**TO DO**
For each line below that holds the word "white", make a copy.

-- DATA RECORDS follows --

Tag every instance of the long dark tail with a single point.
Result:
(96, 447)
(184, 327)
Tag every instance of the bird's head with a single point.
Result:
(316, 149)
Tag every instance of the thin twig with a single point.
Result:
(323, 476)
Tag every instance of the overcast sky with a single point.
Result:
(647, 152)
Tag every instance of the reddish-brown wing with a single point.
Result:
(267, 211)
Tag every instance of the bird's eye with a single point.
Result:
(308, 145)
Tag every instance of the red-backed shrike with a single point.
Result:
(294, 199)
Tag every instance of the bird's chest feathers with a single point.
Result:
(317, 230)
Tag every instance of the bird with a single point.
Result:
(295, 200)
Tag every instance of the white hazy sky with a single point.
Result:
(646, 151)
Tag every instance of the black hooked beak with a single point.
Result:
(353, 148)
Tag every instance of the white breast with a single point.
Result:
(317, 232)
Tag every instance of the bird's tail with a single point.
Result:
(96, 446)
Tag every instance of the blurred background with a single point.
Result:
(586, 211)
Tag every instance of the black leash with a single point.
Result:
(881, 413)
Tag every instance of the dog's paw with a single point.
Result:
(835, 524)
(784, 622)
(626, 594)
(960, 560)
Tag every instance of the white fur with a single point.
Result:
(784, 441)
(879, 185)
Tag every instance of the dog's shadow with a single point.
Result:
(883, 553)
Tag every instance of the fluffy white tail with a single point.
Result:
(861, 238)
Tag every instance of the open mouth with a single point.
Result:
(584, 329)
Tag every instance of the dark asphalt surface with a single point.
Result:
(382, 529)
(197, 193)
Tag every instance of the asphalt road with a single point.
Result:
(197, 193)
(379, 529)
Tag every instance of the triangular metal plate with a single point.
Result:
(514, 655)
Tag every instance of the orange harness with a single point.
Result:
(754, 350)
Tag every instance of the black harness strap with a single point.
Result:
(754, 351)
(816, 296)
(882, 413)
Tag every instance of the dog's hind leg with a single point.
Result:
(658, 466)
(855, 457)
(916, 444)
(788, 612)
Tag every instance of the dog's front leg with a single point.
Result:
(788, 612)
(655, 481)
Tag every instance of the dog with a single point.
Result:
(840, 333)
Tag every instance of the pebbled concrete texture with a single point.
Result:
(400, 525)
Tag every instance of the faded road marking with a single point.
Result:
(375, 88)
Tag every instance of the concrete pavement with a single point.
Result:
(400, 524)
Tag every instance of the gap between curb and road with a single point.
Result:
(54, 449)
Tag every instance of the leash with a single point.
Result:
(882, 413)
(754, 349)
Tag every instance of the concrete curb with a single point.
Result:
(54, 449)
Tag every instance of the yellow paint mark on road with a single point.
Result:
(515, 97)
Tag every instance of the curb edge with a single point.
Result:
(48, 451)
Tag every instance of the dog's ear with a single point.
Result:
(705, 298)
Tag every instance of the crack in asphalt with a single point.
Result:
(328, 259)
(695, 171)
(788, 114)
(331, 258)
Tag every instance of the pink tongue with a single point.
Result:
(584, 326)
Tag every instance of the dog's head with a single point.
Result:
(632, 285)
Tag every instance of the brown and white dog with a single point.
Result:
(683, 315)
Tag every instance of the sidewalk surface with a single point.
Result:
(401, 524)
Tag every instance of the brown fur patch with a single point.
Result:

-- DATA RECORDS concluded --

**WRITTEN RESPONSE**
Tag every instance of the white hazy sky with a single point.
Tag every instance of the white breast with a single point.
Tag every instance of the white fur with a single point.
Tag every instance of the fluffy white tail with a single point.
Tag every instance of the brown and white dog with a single point.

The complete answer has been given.